Sunday, 22 December 2013

Films, photos, and stuff

             Being a reasonably old geezer....can a female be a geezer, ha ha. Of course she can, today you can call yourself anything you want. It's all equality of opportunity, avoiding feminism, whatever. Political correctness gone mad, and upside down. I am often called a guy, so why not a geezer. Anyway, I have seen more than a few changes, some remarkable changes over the years. I think we all have, especially in the world of films, and photographs. Today, it is possible to take photographs on so many gadgets, none of which, were even thought about a relatively short time ago. The surge in hand held digital equipment is amazing.
               Sometimes, when watching an early James Bond, or other spy, or action movie, you see a shot of the first mobile phone, the brick, or something that came in the following years, and you cannot help but notice the difference. How those great big, clunky (technical term)  phones have reduced in size. Today, you have palm held phones, slim, and shiny. Small enough to slip in your top pocket, or into your purse. There are ordinary desk top computors, laptops, iPads, iPad mini, iPad air, tablets, and it won't stop there. Technology, is on a roll. Each new design becoming smaller, neater, easier to use, and more sophisticated in its range of abilities. Each one takes snapshots, each one has some ability to edit, and send on around to next door, or around the world. Everything is instant, everything is simple, and available.

■ **SET TASK**: Output the blog post verbatim from the words "Being a reasonably" through the words "equipment is amazing.".

■ **Location annotation dataset excerpts**:
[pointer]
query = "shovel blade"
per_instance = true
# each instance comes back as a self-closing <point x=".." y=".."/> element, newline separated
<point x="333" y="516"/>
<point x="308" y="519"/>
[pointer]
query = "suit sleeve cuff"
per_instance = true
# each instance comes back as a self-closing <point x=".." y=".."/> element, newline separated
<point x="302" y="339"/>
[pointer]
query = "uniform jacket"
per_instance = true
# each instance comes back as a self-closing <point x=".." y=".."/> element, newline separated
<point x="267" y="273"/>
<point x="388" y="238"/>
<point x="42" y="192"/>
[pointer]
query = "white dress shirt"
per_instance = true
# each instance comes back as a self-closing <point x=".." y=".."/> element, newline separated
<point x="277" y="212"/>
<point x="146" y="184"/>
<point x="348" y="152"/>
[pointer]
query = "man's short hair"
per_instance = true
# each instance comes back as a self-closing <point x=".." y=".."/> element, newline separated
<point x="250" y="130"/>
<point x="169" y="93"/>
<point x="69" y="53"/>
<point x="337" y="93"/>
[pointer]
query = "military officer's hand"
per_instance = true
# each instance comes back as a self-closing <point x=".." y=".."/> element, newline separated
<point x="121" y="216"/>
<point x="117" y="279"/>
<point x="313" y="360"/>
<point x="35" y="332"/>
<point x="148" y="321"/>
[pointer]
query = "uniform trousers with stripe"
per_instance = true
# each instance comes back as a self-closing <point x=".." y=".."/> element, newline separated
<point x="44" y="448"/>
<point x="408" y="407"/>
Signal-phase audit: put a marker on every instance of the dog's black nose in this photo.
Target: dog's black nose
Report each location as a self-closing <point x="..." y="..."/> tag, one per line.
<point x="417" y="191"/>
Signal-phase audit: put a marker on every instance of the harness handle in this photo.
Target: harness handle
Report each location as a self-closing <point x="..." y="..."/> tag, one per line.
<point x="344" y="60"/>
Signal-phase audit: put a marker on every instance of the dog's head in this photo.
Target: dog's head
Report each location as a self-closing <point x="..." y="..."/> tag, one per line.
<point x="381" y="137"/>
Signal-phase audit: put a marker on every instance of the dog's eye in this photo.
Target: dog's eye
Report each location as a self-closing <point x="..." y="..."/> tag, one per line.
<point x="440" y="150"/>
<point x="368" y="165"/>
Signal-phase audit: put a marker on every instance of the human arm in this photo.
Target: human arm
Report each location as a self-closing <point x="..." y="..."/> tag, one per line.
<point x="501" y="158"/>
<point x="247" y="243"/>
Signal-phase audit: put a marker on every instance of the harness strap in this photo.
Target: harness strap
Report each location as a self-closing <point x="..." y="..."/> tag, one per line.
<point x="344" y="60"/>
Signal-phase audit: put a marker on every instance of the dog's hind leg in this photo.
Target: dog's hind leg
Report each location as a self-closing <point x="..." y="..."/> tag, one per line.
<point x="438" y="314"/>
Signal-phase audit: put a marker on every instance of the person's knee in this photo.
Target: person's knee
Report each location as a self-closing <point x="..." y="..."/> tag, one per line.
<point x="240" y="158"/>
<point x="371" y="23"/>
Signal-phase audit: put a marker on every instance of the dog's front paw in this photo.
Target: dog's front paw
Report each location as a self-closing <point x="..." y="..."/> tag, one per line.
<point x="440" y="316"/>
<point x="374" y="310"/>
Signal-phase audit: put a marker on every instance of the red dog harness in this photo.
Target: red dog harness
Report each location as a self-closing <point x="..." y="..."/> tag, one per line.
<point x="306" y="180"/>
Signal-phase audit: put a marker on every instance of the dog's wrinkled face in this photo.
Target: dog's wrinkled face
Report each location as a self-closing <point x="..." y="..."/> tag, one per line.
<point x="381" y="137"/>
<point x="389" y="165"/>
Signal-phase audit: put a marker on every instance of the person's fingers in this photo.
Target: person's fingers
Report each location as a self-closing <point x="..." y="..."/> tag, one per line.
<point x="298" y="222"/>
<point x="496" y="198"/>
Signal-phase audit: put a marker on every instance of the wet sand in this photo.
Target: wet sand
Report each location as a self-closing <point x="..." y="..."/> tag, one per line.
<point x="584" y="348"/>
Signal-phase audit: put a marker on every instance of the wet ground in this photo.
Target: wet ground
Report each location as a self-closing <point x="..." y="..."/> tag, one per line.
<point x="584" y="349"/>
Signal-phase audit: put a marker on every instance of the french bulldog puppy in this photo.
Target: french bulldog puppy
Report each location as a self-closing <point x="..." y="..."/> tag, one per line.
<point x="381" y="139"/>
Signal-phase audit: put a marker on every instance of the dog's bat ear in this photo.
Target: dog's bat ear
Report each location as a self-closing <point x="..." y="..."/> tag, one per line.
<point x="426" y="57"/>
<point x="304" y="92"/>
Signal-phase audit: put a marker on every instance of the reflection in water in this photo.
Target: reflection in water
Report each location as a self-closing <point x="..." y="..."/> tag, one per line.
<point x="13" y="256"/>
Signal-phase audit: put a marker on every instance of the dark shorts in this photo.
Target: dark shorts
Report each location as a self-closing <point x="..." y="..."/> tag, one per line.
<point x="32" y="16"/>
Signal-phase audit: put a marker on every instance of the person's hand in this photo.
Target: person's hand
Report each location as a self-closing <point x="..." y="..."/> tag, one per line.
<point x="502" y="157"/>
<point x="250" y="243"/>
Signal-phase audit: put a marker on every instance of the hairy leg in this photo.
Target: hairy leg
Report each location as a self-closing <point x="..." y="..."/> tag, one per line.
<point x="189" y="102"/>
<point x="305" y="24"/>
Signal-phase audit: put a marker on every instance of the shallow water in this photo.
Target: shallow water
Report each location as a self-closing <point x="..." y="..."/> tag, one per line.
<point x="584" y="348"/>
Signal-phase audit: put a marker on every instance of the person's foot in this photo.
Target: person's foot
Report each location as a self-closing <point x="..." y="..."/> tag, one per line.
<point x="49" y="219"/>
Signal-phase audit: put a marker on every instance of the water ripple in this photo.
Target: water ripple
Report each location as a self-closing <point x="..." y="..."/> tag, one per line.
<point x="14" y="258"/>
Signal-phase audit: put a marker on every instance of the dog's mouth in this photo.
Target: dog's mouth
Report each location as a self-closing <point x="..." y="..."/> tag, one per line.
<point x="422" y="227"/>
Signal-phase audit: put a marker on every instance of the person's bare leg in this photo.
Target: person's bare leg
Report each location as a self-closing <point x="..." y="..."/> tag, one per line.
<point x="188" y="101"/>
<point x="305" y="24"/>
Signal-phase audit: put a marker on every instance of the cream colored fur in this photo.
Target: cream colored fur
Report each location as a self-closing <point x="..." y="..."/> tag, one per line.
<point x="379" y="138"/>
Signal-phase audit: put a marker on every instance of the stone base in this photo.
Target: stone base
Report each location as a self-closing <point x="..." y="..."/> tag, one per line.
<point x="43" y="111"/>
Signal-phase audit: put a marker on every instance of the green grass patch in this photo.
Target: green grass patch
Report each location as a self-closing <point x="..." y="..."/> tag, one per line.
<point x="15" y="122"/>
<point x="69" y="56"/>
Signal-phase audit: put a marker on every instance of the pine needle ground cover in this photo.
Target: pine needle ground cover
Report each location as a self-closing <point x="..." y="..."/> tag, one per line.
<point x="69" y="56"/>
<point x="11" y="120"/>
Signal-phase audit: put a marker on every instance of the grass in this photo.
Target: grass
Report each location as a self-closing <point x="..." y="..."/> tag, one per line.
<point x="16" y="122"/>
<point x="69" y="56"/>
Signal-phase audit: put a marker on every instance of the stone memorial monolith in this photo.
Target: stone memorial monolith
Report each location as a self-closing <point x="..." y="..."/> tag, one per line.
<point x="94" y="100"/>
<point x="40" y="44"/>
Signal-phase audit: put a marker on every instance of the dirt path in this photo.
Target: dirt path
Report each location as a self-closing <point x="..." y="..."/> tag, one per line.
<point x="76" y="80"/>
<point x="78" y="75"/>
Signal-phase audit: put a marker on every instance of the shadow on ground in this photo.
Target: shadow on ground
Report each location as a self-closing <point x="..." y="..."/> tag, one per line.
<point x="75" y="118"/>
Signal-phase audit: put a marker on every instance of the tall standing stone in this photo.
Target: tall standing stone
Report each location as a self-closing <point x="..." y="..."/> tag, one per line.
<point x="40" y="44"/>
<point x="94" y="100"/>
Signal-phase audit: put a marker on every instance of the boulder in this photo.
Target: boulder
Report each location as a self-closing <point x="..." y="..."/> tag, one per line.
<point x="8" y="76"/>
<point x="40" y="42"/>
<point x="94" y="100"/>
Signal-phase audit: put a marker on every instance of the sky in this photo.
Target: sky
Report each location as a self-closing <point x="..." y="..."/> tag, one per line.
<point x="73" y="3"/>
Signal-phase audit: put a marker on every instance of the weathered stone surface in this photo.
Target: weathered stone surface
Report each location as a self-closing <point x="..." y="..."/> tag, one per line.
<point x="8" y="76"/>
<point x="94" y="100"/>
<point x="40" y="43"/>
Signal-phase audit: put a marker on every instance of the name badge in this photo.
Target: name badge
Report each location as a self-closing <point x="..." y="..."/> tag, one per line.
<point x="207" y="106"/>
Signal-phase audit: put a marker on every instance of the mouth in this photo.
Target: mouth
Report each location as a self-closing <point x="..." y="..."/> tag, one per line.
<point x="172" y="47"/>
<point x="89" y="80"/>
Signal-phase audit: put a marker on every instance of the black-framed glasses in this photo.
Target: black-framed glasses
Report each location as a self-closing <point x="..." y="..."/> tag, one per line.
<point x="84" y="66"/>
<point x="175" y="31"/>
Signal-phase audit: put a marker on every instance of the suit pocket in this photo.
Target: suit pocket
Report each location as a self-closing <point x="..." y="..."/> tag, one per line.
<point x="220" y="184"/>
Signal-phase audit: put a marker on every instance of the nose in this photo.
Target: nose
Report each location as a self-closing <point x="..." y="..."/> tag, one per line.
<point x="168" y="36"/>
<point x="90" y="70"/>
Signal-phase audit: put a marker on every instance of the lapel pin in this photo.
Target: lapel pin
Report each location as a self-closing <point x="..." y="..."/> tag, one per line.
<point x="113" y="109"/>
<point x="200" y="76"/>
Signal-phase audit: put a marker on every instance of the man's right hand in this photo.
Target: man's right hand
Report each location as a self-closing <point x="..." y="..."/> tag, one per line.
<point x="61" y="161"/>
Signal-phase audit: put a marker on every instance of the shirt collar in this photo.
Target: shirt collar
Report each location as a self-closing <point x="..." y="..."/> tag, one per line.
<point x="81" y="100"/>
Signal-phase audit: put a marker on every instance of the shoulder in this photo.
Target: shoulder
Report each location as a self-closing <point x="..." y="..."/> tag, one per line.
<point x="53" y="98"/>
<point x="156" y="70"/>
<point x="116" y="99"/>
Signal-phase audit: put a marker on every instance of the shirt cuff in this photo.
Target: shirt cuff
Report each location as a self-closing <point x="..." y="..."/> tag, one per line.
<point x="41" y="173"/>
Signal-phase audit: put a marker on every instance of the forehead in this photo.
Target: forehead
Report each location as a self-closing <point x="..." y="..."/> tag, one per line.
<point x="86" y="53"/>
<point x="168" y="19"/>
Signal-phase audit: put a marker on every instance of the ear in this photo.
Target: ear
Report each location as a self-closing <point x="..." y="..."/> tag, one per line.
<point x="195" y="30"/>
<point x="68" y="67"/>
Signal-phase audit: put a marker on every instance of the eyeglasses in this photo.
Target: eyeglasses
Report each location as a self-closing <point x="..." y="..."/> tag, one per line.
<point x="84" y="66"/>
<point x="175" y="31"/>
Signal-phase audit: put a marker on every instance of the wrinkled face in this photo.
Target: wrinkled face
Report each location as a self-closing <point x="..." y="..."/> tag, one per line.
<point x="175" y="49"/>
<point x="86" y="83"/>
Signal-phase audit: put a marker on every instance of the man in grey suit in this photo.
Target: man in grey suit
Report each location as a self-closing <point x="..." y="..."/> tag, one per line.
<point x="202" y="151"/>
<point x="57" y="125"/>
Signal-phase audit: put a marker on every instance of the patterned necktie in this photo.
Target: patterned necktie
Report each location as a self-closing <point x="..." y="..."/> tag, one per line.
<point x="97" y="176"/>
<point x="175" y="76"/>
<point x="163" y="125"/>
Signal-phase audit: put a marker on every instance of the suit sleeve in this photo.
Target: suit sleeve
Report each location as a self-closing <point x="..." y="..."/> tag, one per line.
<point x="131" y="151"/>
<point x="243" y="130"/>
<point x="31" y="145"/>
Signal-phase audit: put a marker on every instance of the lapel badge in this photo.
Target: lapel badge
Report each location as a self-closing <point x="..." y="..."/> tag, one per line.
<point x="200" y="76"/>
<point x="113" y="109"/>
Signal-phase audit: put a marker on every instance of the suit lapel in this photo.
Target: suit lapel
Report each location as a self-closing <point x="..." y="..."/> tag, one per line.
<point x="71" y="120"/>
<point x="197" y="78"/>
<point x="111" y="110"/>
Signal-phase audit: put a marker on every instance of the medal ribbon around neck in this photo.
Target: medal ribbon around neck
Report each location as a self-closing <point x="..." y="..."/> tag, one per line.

■ **EXERCISE ANSWER**:
Being a reasonably old geezer....can a female be a geezer, ha ha. Of course she can, today you can call yourself anything you want. It's all equality of opportunity, avoiding feminism, whatever. Political correctness gone mad, and upside down. I am often called a guy, so why not a geezer. Anyway, I have seen more than a few changes, some remarkable changes over the years. I think we all have, especially in the world of films, and photographs. Today, it is possible to take photographs on so many gadgets, none of which, were even thought about a relatively short time ago. The surge in hand held digital equipment is amazing.